# Fragment:
==*==

De marktontwikkeling is het symptoom van een grotere ontwikkeling: de vergrijzing. Al ruim tien jaar wordt de veranderende demografie besproken in de vakpers. ‘De samenleving vergrijst’, schreef Paul Schnabel in een aan de vergrijzing gewijde Boekman uit 2011. ‘De komende twintig jaar komen er anderhalf miljoen 65-plussers bij.’ Dat is goed voor kunst en cultuur, zegt hij, ‘maar dat zou beter tot uitdrukking moeten komen in het cultuurbeleid van de overheid en de publieksoriëntatie van de culturele aanbieders.’ Schnabel bepleit meer op ouderen gerichte programma’s, en zag dat in 2011 al terug in de cijfers. Bijvoorbeeld het aanbod van concerten van oude rockers groeide opvallend.

==*==

# Aangeleverde gegevens:
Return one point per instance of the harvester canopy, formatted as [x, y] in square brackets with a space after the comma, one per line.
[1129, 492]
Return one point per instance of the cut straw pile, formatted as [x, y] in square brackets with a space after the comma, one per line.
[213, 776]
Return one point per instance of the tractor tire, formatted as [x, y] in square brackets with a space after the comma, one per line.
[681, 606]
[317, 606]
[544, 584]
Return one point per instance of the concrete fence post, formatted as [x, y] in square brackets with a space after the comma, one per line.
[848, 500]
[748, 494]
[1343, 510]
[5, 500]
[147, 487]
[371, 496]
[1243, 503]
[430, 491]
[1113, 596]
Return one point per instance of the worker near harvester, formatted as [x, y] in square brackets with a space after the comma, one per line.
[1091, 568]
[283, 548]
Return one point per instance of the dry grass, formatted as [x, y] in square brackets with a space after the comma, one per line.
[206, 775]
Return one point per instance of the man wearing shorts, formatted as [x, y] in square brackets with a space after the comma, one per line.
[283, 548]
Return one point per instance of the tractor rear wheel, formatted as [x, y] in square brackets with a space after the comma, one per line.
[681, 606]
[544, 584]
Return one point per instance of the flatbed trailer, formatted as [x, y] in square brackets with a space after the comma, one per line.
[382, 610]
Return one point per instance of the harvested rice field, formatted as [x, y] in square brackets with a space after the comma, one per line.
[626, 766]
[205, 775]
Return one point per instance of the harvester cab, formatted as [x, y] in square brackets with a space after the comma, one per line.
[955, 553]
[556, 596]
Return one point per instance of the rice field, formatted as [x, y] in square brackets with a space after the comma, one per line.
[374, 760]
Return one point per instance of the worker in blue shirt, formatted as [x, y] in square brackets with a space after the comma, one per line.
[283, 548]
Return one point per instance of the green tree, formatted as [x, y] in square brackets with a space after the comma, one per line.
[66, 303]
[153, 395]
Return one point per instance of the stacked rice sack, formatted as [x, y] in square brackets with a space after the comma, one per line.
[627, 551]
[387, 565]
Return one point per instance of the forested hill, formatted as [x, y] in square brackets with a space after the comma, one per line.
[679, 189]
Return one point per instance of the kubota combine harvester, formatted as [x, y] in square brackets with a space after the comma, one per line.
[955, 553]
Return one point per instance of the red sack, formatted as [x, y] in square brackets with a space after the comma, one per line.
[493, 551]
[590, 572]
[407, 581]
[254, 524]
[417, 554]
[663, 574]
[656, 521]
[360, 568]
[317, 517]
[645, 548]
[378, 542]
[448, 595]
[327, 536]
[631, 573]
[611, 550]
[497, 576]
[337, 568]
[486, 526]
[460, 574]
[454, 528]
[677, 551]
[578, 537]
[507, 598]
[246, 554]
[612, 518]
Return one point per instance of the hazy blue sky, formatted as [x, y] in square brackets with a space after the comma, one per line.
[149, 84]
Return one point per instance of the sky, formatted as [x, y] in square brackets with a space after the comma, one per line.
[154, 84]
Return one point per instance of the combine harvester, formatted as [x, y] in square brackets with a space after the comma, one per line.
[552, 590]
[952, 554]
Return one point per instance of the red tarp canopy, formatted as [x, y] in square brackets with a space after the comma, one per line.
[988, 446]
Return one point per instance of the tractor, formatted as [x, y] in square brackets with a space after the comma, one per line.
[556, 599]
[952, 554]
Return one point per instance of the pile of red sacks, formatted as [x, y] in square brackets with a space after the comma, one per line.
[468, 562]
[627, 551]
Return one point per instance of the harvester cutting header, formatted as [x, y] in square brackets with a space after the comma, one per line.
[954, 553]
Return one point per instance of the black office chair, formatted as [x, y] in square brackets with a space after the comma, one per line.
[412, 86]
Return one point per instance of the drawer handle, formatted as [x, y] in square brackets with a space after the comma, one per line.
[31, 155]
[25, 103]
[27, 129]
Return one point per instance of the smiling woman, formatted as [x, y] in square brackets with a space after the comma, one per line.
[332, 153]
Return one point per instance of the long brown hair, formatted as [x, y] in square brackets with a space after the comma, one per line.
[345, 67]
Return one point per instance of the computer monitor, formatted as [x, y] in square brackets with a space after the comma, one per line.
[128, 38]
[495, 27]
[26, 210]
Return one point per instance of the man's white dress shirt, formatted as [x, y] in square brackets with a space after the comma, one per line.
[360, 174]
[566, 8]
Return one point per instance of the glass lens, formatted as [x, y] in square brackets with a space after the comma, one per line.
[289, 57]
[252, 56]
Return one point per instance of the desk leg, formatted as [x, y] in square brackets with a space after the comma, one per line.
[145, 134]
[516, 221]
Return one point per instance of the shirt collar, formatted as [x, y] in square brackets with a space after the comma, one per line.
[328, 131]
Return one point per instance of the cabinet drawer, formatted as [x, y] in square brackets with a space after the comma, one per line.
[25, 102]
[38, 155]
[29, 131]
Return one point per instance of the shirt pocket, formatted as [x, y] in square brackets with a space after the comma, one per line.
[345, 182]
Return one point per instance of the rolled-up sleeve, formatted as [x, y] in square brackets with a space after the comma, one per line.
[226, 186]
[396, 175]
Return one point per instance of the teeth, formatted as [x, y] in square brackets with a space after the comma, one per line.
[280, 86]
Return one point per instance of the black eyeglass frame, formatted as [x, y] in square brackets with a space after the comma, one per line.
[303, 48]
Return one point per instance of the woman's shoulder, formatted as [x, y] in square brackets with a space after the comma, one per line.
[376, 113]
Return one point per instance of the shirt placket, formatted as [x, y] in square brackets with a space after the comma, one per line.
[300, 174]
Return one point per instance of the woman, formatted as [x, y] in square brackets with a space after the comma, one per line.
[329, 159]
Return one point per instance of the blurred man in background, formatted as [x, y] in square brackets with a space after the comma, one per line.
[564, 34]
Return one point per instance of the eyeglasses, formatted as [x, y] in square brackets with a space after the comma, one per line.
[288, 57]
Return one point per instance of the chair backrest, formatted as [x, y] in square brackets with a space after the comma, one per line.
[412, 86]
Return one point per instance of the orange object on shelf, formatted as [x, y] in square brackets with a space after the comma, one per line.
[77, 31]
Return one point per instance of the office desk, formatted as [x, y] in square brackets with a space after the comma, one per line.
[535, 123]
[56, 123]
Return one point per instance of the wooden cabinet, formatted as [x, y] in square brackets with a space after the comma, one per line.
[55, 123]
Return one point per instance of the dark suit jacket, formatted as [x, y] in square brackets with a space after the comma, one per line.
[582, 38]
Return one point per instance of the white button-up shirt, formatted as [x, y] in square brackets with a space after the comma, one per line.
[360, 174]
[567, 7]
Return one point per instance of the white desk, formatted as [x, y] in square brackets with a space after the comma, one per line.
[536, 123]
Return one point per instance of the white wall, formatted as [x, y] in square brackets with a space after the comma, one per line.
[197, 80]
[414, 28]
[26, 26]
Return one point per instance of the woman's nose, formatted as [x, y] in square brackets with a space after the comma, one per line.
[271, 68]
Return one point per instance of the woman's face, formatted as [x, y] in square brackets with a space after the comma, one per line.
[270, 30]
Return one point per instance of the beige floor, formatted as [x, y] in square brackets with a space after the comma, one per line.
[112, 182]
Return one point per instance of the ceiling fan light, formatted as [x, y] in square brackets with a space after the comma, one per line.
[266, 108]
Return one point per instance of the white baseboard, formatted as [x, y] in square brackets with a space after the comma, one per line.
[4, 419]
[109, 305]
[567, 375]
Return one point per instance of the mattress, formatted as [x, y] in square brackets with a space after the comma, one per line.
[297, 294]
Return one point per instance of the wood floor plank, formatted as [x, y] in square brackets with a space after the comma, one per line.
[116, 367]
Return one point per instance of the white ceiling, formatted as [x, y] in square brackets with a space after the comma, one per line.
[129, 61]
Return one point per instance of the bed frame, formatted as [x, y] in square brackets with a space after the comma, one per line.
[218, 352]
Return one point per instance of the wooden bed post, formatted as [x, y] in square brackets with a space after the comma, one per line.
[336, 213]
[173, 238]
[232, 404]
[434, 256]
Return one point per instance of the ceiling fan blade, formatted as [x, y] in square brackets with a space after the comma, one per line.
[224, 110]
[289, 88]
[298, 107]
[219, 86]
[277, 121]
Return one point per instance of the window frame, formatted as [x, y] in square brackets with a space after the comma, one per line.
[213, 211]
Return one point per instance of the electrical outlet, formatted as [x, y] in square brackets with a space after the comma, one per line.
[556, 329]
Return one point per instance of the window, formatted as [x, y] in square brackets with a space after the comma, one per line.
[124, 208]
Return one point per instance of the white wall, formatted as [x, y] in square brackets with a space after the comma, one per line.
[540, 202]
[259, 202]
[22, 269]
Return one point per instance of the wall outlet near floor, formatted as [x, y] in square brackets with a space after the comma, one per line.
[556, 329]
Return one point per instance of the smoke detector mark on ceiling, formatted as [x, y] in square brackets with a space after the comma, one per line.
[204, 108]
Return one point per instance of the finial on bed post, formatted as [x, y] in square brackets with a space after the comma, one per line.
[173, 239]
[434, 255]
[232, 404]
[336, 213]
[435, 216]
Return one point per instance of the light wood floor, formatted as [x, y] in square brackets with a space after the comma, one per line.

==*==

# Opdrachten:
**A)** Schrijf alle stukken uit het fragment over die tussen enkele aanhalingstekens staan.
**B)** Laat elke regel uit de gegevens zien waarin het woord "woman" voorkomt. Let op hoofdletters en kleine letters.

# Antwoorden:
**A)**
- De samenleving vergrijst
- De komende twintig jaar komen er anderhalf miljoen 65-plussers bij.
- maar dat zou beter tot uitdrukking moeten komen in het cultuurbeleid van de overheid en de publieksoriëntatie van de culturele aanbieders.

**B)**
Return one point per instance of the smiling woman, formatted as [x, y] in square brackets with a space after the comma, one per line.
Return one point per instance of the woman's shoulder, formatted as [x, y] in square brackets with a space after the comma, one per line.
Return one point per instance of the woman, formatted as [x, y] in square brackets with a space after the comma, one per line.
Return one point per instance of the woman's nose, formatted as [x, y] in square brackets with a space after the comma, one per line.
Return one point per instance of the woman's face, formatted as [x, y] in square brackets with a space after the comma, one per line.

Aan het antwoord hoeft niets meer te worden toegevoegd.